* Exercise directions
Show every line below that contains the string "tree".

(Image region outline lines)
# # # # #

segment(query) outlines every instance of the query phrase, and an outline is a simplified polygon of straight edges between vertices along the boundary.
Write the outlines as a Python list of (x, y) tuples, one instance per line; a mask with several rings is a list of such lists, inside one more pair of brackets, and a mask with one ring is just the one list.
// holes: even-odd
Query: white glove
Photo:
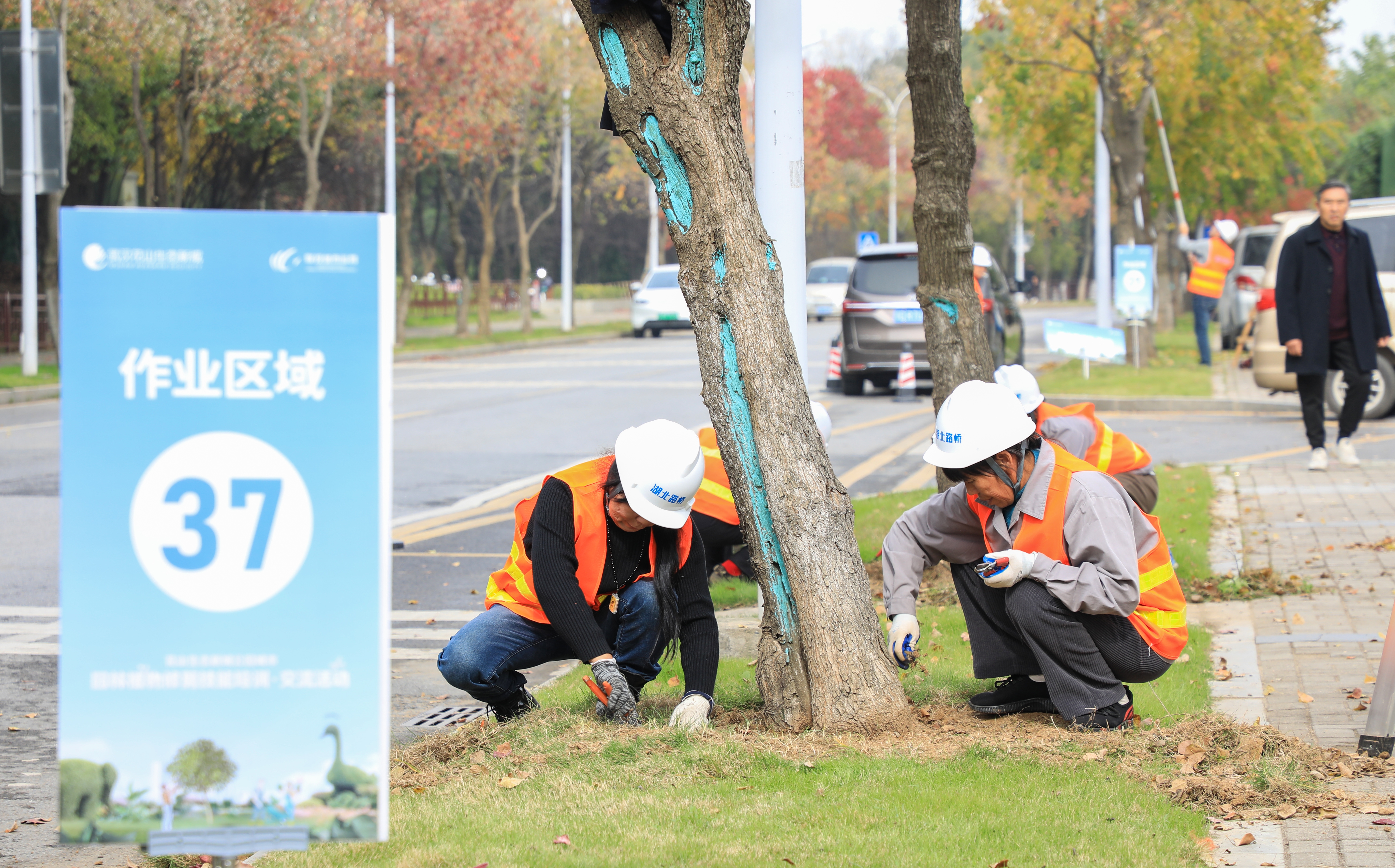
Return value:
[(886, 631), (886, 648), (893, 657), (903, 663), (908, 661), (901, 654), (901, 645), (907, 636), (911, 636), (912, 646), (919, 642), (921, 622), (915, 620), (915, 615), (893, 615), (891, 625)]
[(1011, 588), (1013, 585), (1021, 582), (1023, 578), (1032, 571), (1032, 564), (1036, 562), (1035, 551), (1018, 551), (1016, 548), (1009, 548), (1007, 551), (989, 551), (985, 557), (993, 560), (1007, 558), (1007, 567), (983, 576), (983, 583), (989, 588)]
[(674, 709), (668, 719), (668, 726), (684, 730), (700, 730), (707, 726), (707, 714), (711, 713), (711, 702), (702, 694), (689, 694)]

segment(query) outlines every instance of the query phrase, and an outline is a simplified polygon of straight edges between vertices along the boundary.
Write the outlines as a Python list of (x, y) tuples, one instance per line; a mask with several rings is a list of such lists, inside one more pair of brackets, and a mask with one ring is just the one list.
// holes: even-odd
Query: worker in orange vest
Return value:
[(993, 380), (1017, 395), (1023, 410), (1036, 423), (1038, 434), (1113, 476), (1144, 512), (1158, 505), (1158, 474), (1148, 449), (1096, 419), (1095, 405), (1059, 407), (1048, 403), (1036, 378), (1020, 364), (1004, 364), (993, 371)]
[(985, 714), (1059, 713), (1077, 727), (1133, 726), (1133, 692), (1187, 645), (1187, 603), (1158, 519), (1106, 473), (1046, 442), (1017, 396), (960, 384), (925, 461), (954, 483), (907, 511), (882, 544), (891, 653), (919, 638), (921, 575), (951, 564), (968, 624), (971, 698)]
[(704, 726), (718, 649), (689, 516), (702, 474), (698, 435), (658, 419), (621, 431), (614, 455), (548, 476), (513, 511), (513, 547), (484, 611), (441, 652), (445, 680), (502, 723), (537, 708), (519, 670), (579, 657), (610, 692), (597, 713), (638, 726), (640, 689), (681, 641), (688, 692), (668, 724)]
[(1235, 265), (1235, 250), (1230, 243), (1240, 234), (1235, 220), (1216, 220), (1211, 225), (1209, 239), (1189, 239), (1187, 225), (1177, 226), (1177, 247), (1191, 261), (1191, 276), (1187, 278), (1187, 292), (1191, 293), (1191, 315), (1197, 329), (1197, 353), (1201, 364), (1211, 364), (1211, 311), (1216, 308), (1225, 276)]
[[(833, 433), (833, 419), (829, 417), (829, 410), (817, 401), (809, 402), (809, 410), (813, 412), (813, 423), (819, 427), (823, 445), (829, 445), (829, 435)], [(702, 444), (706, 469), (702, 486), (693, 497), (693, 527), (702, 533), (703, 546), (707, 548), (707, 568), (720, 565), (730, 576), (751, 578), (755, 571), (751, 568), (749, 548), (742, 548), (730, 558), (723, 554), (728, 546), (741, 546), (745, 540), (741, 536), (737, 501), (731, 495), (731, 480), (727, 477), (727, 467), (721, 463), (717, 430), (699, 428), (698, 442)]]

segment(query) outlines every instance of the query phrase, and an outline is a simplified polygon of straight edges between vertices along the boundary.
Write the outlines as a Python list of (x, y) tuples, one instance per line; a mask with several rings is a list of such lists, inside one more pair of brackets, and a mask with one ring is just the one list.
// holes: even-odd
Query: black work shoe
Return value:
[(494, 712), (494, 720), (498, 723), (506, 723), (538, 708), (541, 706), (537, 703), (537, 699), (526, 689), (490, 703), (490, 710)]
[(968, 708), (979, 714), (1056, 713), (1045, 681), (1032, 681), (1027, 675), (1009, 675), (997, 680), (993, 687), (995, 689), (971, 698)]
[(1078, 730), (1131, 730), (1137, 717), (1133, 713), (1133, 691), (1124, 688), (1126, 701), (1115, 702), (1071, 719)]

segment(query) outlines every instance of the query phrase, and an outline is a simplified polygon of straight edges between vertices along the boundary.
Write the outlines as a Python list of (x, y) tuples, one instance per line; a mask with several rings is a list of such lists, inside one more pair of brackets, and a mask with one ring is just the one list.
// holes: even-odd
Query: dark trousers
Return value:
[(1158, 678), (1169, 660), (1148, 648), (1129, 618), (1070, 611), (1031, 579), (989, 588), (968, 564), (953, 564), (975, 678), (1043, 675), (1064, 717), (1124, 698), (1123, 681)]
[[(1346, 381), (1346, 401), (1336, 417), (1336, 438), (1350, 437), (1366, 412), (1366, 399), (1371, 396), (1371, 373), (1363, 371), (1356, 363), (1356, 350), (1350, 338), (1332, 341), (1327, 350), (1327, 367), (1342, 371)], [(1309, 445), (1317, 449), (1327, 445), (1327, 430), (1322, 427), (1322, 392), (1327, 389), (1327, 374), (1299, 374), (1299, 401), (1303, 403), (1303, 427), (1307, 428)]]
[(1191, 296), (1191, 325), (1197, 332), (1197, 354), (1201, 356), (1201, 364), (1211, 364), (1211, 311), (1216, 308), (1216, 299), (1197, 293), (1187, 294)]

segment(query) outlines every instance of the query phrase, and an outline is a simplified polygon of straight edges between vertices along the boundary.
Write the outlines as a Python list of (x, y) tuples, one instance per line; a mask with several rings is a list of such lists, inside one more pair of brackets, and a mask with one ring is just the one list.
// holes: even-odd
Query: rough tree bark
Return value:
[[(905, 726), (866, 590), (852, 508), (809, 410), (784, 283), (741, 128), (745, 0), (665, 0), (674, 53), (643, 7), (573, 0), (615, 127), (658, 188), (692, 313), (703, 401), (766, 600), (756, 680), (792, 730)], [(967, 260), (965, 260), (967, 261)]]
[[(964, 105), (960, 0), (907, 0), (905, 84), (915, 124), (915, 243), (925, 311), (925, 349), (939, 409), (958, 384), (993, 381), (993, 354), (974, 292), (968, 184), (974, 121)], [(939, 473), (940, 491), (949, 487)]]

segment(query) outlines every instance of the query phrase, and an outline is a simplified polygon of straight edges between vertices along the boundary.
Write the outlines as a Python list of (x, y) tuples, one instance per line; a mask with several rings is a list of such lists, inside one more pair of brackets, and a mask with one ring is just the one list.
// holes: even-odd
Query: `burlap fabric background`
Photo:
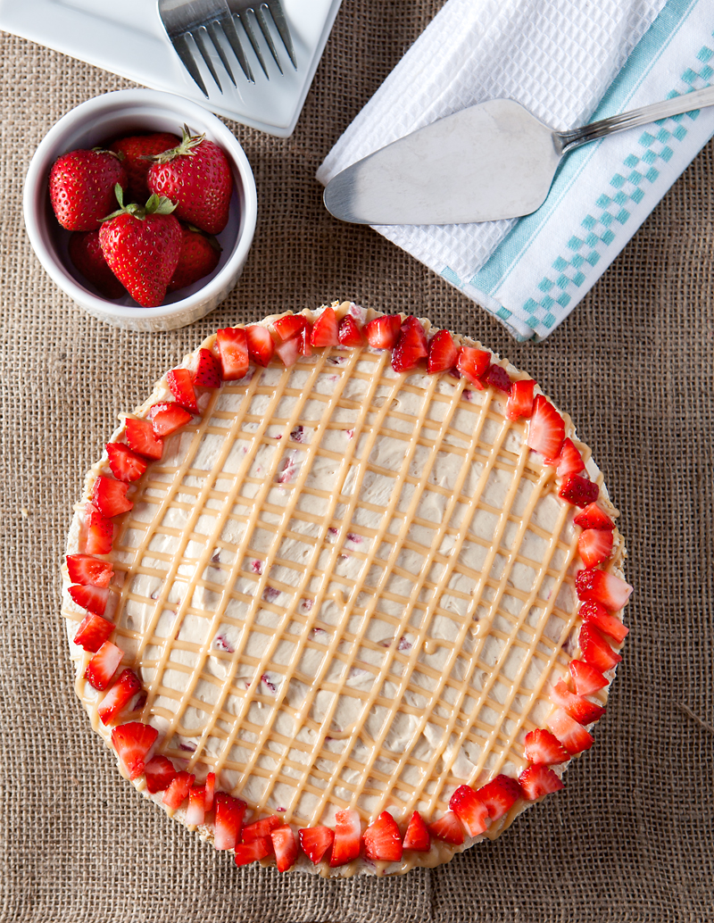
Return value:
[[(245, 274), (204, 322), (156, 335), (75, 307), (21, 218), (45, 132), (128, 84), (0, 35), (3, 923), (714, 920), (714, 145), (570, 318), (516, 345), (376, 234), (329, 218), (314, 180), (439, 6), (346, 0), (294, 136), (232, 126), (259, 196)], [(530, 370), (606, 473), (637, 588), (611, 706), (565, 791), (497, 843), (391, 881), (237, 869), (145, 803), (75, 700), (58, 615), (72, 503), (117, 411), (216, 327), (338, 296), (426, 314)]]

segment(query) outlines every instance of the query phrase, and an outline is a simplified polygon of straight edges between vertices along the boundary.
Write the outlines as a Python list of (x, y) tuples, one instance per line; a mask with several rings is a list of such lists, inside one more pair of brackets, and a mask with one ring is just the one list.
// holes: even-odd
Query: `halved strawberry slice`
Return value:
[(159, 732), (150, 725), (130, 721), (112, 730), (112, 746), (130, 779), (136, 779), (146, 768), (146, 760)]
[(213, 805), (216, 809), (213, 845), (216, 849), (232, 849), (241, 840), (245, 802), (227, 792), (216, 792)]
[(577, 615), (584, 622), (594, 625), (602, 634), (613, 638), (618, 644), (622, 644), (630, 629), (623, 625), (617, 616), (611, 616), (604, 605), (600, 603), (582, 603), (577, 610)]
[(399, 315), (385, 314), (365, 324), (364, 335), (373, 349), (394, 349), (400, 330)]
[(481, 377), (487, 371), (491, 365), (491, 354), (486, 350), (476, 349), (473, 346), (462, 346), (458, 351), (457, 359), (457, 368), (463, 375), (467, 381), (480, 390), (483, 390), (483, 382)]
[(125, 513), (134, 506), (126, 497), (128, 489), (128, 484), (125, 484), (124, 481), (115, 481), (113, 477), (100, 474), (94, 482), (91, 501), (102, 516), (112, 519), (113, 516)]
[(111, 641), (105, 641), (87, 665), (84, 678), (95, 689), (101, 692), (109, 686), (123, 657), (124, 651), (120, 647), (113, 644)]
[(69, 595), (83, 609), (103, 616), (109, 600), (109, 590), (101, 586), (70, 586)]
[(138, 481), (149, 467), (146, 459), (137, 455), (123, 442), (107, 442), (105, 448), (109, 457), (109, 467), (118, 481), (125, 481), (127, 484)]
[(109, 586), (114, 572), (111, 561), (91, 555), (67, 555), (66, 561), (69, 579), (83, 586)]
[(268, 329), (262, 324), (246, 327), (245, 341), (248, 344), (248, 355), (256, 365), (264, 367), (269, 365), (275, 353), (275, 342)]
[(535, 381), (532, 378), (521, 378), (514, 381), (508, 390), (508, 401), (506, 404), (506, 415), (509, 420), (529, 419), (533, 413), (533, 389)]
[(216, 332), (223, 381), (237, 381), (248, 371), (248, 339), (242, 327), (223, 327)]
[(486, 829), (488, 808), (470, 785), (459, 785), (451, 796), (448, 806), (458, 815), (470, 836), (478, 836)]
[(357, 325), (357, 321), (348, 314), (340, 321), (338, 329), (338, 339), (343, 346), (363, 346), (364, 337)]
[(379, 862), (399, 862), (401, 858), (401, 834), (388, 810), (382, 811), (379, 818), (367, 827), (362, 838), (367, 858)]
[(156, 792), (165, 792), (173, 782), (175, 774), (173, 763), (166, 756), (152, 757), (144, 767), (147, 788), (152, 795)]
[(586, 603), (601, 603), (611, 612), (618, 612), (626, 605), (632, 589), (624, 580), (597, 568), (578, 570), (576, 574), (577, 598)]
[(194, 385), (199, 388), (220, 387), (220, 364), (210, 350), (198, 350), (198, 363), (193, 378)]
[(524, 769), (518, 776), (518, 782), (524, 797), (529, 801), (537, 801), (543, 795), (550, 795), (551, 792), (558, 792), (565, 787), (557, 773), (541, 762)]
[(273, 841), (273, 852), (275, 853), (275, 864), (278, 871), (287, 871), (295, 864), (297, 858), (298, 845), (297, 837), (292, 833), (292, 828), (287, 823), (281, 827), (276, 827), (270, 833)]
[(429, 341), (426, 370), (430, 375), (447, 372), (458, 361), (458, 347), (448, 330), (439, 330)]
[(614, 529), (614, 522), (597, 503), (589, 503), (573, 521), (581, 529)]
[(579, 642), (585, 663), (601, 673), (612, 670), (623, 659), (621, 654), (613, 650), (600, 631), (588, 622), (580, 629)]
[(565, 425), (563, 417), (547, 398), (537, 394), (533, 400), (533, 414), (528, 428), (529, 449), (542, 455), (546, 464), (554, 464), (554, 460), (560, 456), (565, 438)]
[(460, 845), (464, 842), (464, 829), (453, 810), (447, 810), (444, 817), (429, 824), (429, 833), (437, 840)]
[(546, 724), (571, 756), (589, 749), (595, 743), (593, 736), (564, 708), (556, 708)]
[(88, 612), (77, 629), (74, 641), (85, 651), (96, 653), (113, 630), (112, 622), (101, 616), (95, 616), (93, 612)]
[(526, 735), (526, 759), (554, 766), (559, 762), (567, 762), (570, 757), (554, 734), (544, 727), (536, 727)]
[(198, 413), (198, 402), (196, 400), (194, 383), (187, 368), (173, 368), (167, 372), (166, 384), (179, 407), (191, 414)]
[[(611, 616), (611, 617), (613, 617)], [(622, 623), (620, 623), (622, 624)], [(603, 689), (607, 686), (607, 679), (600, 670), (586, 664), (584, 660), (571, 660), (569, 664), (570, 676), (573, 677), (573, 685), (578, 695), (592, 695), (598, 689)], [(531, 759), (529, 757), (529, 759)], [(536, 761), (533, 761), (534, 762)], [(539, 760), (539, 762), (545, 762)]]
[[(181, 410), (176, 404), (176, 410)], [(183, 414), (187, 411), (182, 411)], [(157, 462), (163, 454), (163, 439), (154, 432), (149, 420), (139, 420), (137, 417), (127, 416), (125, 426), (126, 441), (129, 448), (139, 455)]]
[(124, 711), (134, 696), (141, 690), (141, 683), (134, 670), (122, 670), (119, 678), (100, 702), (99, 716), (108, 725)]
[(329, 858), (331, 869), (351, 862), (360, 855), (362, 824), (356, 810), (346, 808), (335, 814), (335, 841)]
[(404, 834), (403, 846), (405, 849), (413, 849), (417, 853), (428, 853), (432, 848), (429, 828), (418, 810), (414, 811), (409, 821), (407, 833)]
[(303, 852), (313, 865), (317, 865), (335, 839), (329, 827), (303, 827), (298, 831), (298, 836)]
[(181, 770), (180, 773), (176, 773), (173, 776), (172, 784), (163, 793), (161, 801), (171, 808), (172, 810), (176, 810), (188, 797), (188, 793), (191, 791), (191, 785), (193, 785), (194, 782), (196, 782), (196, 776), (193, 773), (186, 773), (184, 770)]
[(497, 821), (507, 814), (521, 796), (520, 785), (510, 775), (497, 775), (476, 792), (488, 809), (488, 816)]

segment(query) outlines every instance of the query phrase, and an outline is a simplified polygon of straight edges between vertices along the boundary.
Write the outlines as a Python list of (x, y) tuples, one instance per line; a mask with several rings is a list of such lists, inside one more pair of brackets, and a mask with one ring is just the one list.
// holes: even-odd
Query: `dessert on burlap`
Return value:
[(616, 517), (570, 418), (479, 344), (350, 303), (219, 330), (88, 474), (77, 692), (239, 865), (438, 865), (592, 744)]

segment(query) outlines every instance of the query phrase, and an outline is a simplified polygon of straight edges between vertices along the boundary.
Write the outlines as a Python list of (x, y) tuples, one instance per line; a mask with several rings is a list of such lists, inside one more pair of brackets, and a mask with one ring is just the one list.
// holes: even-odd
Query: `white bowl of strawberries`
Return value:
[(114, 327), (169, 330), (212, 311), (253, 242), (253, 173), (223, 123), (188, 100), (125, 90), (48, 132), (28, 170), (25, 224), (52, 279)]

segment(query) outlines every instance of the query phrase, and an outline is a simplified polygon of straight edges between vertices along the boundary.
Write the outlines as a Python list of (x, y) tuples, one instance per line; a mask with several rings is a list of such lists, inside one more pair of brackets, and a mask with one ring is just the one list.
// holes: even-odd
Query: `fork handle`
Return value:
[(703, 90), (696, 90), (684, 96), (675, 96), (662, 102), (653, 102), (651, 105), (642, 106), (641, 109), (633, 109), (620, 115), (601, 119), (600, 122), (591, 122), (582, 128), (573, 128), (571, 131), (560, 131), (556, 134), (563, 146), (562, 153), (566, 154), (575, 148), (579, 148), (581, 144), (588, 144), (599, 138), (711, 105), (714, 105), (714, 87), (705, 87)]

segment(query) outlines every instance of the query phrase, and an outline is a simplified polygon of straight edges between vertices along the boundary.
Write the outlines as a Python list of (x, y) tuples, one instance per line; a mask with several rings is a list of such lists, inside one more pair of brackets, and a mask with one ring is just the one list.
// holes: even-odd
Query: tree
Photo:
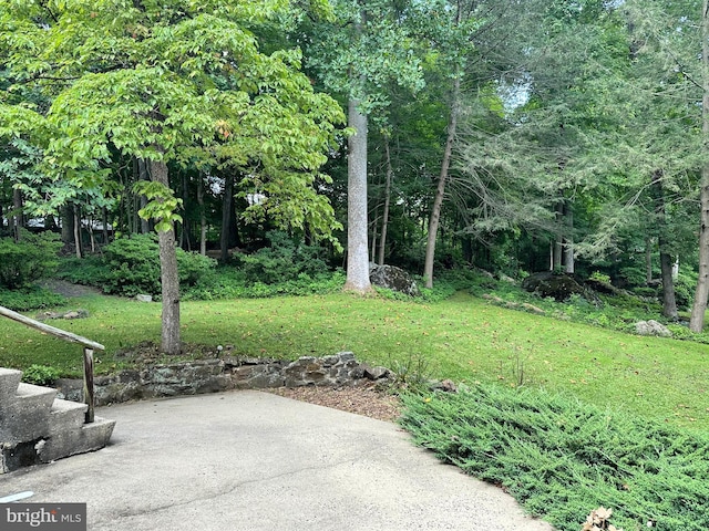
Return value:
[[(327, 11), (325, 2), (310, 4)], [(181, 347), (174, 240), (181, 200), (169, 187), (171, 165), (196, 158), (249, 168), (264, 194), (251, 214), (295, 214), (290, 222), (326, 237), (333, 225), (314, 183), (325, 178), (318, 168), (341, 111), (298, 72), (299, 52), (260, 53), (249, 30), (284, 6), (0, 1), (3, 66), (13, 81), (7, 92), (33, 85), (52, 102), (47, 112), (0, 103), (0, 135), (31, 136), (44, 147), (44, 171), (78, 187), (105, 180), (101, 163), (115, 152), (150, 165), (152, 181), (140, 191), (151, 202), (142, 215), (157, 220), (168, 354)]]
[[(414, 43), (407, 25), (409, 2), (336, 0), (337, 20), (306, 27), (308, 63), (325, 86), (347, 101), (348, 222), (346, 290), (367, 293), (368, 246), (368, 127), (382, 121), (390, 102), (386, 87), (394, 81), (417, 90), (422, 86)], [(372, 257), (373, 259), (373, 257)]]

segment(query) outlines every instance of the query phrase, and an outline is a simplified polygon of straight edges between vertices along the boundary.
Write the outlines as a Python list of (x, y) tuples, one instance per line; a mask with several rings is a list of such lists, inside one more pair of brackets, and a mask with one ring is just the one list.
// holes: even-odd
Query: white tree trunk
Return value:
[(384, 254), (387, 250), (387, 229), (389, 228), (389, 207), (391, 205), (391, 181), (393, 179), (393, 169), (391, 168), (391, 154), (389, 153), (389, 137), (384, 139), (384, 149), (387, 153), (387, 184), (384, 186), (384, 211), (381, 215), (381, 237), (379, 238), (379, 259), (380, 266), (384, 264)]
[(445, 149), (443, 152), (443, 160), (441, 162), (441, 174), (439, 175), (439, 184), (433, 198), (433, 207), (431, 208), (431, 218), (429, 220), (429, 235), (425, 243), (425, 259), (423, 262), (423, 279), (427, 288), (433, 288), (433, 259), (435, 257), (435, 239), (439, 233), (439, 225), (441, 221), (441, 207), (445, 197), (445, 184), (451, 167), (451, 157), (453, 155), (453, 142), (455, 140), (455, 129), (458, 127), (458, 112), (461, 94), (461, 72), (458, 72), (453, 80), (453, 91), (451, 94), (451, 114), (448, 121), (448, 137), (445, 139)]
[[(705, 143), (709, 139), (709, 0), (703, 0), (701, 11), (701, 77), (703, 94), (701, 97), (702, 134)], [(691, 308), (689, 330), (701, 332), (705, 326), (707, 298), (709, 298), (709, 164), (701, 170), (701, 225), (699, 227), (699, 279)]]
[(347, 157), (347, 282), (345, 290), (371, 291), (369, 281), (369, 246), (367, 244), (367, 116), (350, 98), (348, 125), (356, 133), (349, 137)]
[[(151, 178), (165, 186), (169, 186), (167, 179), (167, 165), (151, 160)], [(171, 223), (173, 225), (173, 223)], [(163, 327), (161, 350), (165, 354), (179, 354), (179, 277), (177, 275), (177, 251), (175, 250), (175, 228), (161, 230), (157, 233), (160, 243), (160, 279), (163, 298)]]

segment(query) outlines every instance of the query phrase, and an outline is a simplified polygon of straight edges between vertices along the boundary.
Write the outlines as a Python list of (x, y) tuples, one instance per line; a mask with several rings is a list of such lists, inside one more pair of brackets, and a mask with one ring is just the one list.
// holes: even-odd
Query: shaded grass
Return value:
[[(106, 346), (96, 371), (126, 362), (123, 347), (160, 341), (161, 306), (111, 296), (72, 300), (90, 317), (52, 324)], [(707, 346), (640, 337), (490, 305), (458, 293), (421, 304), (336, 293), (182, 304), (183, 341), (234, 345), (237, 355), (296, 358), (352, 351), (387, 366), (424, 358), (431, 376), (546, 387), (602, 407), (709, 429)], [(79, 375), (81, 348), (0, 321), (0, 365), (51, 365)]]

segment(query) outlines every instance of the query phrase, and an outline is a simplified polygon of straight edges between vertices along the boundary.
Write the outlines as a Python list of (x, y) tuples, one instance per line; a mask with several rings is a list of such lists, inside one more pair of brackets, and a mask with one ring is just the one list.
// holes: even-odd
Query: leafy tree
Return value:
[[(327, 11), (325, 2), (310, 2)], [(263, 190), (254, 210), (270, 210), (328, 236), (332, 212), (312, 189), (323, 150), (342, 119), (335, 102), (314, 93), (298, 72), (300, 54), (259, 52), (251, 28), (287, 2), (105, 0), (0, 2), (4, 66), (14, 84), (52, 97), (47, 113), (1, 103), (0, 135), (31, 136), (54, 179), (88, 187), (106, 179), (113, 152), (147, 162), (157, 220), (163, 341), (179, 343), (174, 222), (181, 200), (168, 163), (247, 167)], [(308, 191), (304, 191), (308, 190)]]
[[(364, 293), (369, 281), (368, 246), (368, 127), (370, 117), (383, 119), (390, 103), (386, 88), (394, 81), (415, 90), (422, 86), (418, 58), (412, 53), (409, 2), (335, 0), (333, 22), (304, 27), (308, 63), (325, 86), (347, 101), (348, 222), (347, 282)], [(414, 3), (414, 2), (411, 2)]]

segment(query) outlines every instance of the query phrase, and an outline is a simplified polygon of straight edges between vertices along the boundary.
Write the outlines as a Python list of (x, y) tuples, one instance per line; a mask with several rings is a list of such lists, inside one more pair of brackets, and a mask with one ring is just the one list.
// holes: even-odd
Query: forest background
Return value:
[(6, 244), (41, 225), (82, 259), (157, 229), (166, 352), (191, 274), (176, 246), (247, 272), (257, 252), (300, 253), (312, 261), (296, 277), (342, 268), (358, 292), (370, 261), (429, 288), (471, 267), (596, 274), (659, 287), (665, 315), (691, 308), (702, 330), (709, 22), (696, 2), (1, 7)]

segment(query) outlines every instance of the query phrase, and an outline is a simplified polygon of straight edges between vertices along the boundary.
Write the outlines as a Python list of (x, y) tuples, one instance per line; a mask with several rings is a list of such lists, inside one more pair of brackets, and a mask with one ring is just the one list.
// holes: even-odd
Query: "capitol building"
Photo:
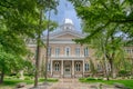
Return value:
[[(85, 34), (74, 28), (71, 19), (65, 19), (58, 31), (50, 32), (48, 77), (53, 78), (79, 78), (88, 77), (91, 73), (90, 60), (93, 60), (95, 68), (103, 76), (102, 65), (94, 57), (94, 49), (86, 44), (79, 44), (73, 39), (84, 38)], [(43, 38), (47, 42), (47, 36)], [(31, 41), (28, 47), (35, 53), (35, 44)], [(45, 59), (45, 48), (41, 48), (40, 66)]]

# # # # #

* Response to this task
Query: rough tree bark
Query: tree
Query: white tree trunk
Query: leafy tree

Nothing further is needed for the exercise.